CHALLENGE = Rewrite all of the material below, changing every "place one point on each instance of" to "mark every" and keeping everything else the same. Leave out the pictures.
* * * * * * *
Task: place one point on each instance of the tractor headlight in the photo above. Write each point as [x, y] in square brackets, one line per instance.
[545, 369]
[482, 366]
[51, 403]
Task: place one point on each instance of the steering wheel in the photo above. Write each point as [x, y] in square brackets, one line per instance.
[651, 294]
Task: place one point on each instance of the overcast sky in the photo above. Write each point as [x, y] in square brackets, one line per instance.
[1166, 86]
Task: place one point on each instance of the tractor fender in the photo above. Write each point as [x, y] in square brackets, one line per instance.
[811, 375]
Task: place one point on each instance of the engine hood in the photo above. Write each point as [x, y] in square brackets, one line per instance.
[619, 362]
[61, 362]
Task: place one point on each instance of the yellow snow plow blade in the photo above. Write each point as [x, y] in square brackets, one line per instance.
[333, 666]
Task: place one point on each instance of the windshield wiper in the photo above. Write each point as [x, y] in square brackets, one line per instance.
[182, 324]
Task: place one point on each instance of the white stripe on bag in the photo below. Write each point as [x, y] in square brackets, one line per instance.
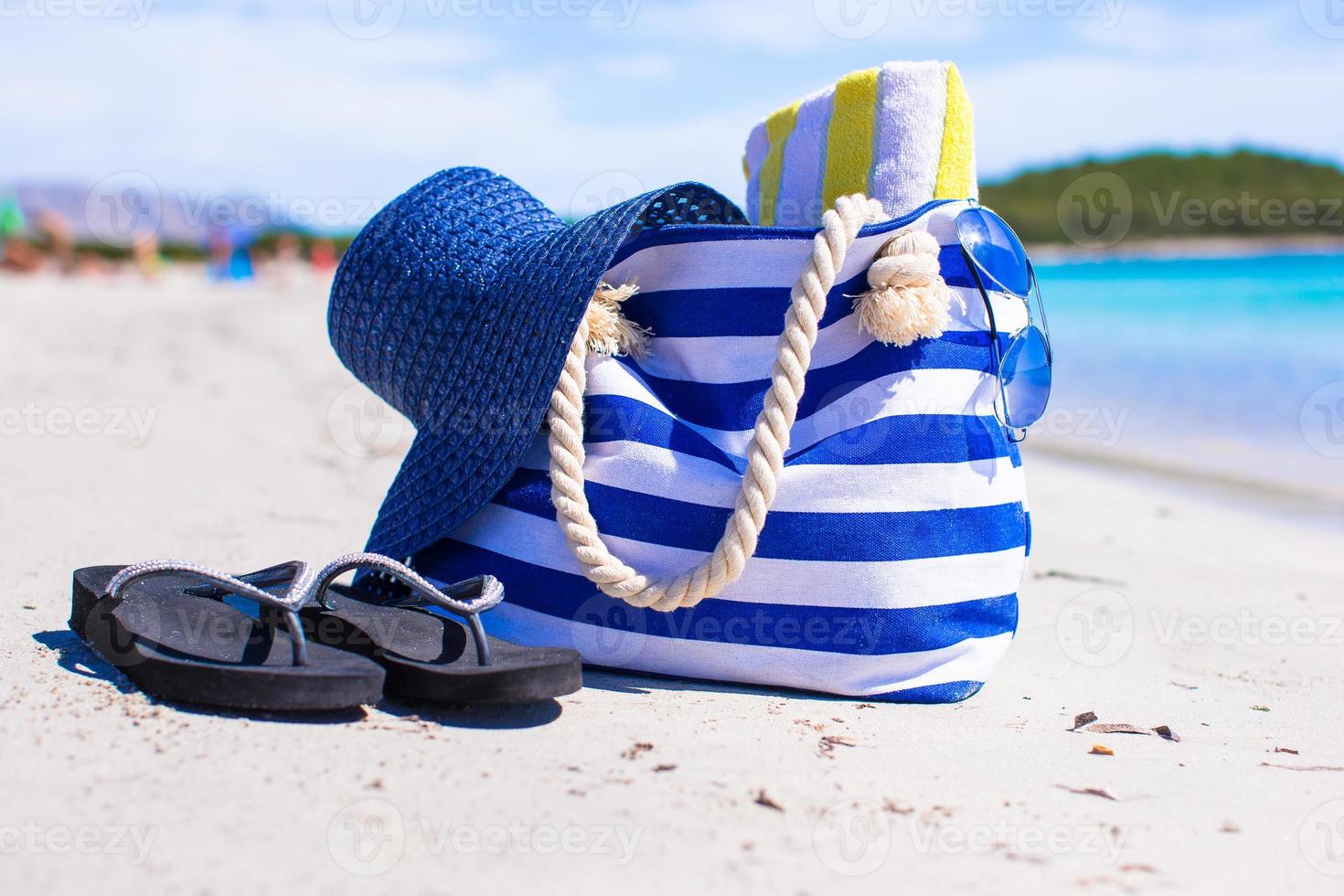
* * * * * * *
RESULT OF THIS EXERCISE =
Task: mark every the tractor headlight in the photo above. Write each point as [x, y] in square brackets, one line per instance.
[545, 369]
[482, 366]
[51, 403]
Task: mark every the steering wheel in the photo above. Write each point as [x, y] in square brackets, one line per instance.
[651, 294]
Task: mark every the overcast sky in the photo above. Write each point as [x, y] in square brackets, one line per instance.
[1166, 86]
Task: mark every the tractor fender in the photo above. Write each point as [x, y] in square brackets, one line per instance.
[811, 375]
Task: mark every the engine hood in the photo above. Write each point as [x, y] in square brackets, one line per instance.
[619, 362]
[61, 362]
Task: mark every the yellow snow plow blade in the photo above. Write each point as [x, y] in square brackets, one line per instance.
[333, 666]
Task: mark every the windshield wiper in the photo above. Write each point as [x, y] in square brackets, one line per instance.
[182, 324]
Task: mark every the white stripe on bag in the photo below. Write each point as [x, y] in square brackets, one line per instance.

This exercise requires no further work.